# [ENTRIES SUPPLIED]

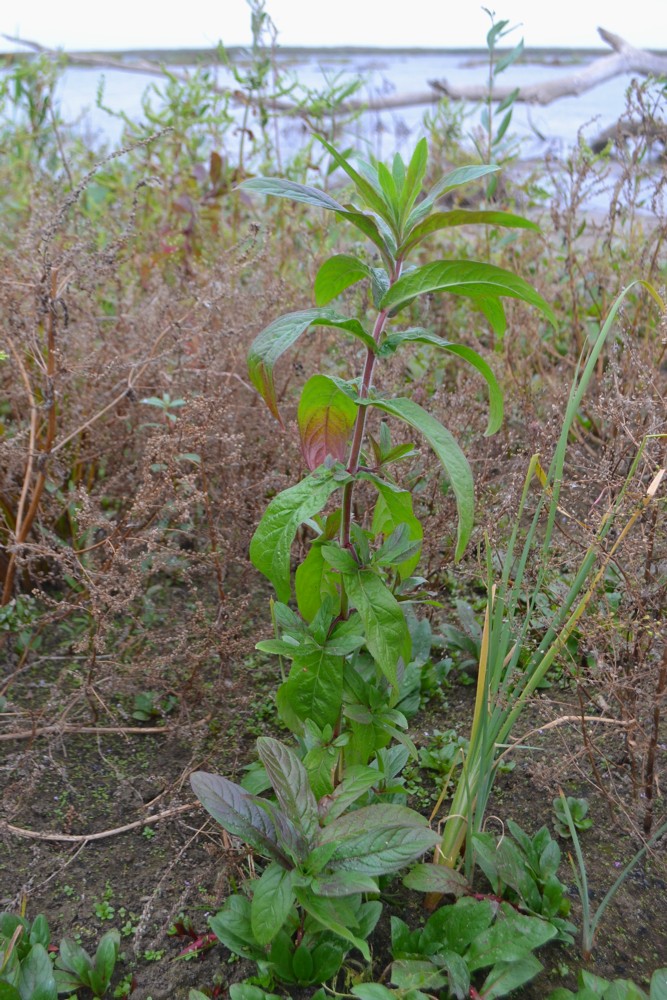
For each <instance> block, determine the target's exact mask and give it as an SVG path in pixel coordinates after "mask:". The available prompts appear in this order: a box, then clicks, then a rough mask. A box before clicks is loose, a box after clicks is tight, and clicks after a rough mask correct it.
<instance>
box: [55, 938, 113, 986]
mask: <svg viewBox="0 0 667 1000" xmlns="http://www.w3.org/2000/svg"><path fill="white" fill-rule="evenodd" d="M119 947H120V934H119V932H118V931H117V930H111V931H107V932H106V934H103V935H102V937H101V938H100V943H99V944H98V946H97V951H96V952H95V955H94V956H93V957H92V958H91V956H90V955H89V954H88V952H87V951H85V949H84V948H82V947H81V945H79V944H77V943H76V941H72V940H71V938H63V940H62V941H61V942H60V950H59V953H58V957H57V958H56V967H55V978H56V984H57V986H58V992H59V993H74V992H75V990H78V989H79V988H80V987H82V986H85V987H87V988H88V989H89V990H90V991H91V992H92V994H93V996H95V997H102V996H104V994H105V993H106V991H107V989H108V988H109V983H110V982H111V977H112V975H113V970H114V968H115V966H116V960H117V958H118V949H119Z"/></svg>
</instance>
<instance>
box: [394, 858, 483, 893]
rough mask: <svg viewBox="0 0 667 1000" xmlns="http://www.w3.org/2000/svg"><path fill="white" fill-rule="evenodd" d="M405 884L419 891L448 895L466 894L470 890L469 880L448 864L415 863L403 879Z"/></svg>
mask: <svg viewBox="0 0 667 1000" xmlns="http://www.w3.org/2000/svg"><path fill="white" fill-rule="evenodd" d="M403 885H405V886H407V888H408V889H416V890H417V892H437V893H438V894H441V895H448V896H465V894H466V893H467V892H468V891H469V890H470V885H469V883H468V880H467V879H466V878H465V876H464V875H462V874H461V873H460V872H457V871H454V869H453V868H449V867H448V866H447V865H436V864H423V865H415V867H414V868H412V869H411V870H410V871H409V872H408V874H407V875H406V876H405V878H404V879H403Z"/></svg>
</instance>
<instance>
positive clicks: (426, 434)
mask: <svg viewBox="0 0 667 1000" xmlns="http://www.w3.org/2000/svg"><path fill="white" fill-rule="evenodd" d="M359 402H360V404H361V403H363V404H364V405H369V406H375V407H377V408H378V409H380V410H384V412H385V413H391V414H392V415H393V416H395V417H398V419H399V420H403V421H404V422H405V423H406V424H409V425H410V426H411V427H414V428H415V429H416V430H418V431H421V433H422V434H423V435H424V437H425V438H426V440H427V441H428V443H429V444H430V445H431V447H432V448H433V451H434V452H435V453H436V455H437V456H438V458H439V459H440V462H441V463H442V465H443V467H444V469H445V472H446V473H447V476H448V478H449V481H450V483H451V484H452V489H453V490H454V496H455V497H456V508H457V511H458V530H457V543H456V558H457V559H460V558H461V556H462V555H463V552H464V550H465V547H466V545H467V544H468V539H469V538H470V533H471V531H472V526H473V521H474V512H475V491H474V485H473V478H472V472H471V471H470V465H469V464H468V459H467V458H466V457H465V455H464V454H463V452H462V451H461V449H460V447H459V445H458V444H457V443H456V441H455V440H454V438H453V437H452V435H451V434H450V432H449V431H448V430H447V428H446V427H443V426H442V424H441V423H440V421H439V420H436V419H435V417H432V416H431V414H430V413H427V412H426V410H424V409H422V407H421V406H419V405H418V404H417V403H414V402H413V401H412V400H411V399H406V398H399V399H369V400H360V401H359Z"/></svg>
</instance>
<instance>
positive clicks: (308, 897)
mask: <svg viewBox="0 0 667 1000" xmlns="http://www.w3.org/2000/svg"><path fill="white" fill-rule="evenodd" d="M294 894H295V896H296V898H297V899H298V901H299V903H300V904H301V906H303V908H304V910H306V911H307V912H308V913H310V915H311V916H312V917H314V918H315V920H317V922H318V923H320V924H322V926H323V927H326V928H327V929H328V930H330V931H333V933H334V934H337V935H338V937H341V938H343V940H344V941H349V943H350V944H352V945H354V947H355V948H358V949H359V951H360V952H361V954H362V955H363V956H364V958H365V959H366V961H367V962H370V960H371V955H370V951H369V950H368V945H367V944H366V942H365V941H364V940H363V938H359V937H357V935H356V934H353V933H352V931H351V930H350V929H349V927H348V926H346V918H347V916H348V913H347V908H345V909H343V908H342V907H341V906H340V900H336V899H331V898H327V897H326V896H315V895H314V894H313V893H312V892H310V891H309V890H308V889H306V888H305V887H301V886H297V887H295V889H294Z"/></svg>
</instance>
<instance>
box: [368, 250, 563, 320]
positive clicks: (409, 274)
mask: <svg viewBox="0 0 667 1000" xmlns="http://www.w3.org/2000/svg"><path fill="white" fill-rule="evenodd" d="M426 292H450V293H452V294H454V295H466V296H468V297H469V298H471V299H473V300H477V299H482V301H484V300H486V299H489V298H500V297H503V296H505V297H507V298H513V299H520V300H521V301H523V302H527V303H528V304H529V305H533V306H536V307H537V308H538V309H539V310H540V311H541V312H542V313H544V315H545V316H546V317H547V319H548V320H549V322H550V323H552V324H553V325H554V326H556V317H555V315H554V313H553V310H552V309H551V306H550V305H549V304H548V303H547V302H545V300H544V299H543V298H542V296H541V295H539V294H538V293H537V292H536V291H535V289H534V288H532V287H531V286H530V285H529V284H528V282H527V281H524V280H523V278H520V277H519V276H518V275H516V274H512V272H511V271H506V270H504V268H502V267H496V266H495V264H483V263H481V262H479V261H472V260H437V261H434V262H433V263H431V264H425V265H424V266H423V267H417V268H415V269H414V270H413V271H409V272H408V273H407V274H404V275H403V276H402V277H401V278H399V279H398V281H396V282H395V283H394V284H393V285H392V286H391V288H390V289H389V291H388V292H387V294H386V295H385V296H384V298H383V299H382V302H381V305H382V308H383V309H388V310H392V311H394V310H397V309H400V308H401V307H402V306H404V305H405V304H406V303H408V302H410V301H411V300H412V299H414V298H415V297H416V296H418V295H423V294H425V293H426Z"/></svg>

# [EXERCISE]
Would you print exactly and only the lines of the material above that run from the line with "positive clicks: (426, 434)" through the line with "box: [368, 250, 563, 320]", both included?

# [WORKED SOLUTION]
positive clicks: (426, 434)
mask: <svg viewBox="0 0 667 1000" xmlns="http://www.w3.org/2000/svg"><path fill="white" fill-rule="evenodd" d="M359 402H360V404H361V403H363V404H364V405H369V406H375V407H377V408H378V409H380V410H384V412H385V413H391V414H392V415H393V416H395V417H398V419H399V420H403V421H404V422H405V423H406V424H409V425H410V426H411V427H414V428H415V429H416V430H418V431H421V433H422V434H423V435H424V437H425V438H426V440H427V441H428V443H429V444H430V445H431V447H432V448H433V451H434V452H435V453H436V455H437V456H438V458H439V459H440V462H441V463H442V465H443V467H444V469H445V472H446V473H447V476H448V478H449V481H450V483H451V484H452V489H453V490H454V496H455V497H456V508H457V511H458V530H457V543H456V558H457V559H460V558H461V556H462V555H463V552H464V550H465V547H466V545H467V544H468V539H469V538H470V533H471V531H472V526H473V521H474V512H475V491H474V485H473V478H472V472H471V471H470V465H469V464H468V459H467V458H466V457H465V455H464V454H463V452H462V451H461V449H460V447H459V445H458V444H457V443H456V441H455V440H454V438H453V437H452V435H451V434H450V432H449V431H448V430H447V428H446V427H443V426H442V424H441V423H440V421H439V420H436V419H435V417H432V416H431V414H430V413H427V412H426V410H424V409H422V407H421V406H419V405H418V404H417V403H414V402H413V401H412V400H411V399H406V398H399V399H369V400H360V401H359Z"/></svg>
</instance>
<instance>
positive clicks: (308, 897)
mask: <svg viewBox="0 0 667 1000" xmlns="http://www.w3.org/2000/svg"><path fill="white" fill-rule="evenodd" d="M294 894H295V896H296V898H297V899H298V901H299V903H300V904H301V906H303V908H304V910H306V911H307V912H308V913H310V915H311V916H312V917H314V918H315V920H317V922H318V923H320V924H322V926H323V927H326V928H327V929H328V930H330V931H333V933H334V934H337V935H338V937H341V938H343V940H344V941H349V943H350V944H352V945H354V947H355V948H358V949H359V951H360V952H361V954H362V955H363V956H364V958H365V959H366V961H367V962H370V960H371V955H370V951H369V950H368V945H367V944H366V942H365V941H364V940H363V938H359V937H357V935H356V934H353V933H352V931H351V930H350V929H349V927H348V926H346V918H347V916H348V913H347V908H345V909H343V908H342V907H341V906H340V900H336V899H331V898H327V897H326V896H315V895H314V894H313V893H312V892H310V891H309V890H308V889H306V888H305V887H301V886H297V887H295V889H294Z"/></svg>
</instance>
<instance>
box: [368, 250, 563, 320]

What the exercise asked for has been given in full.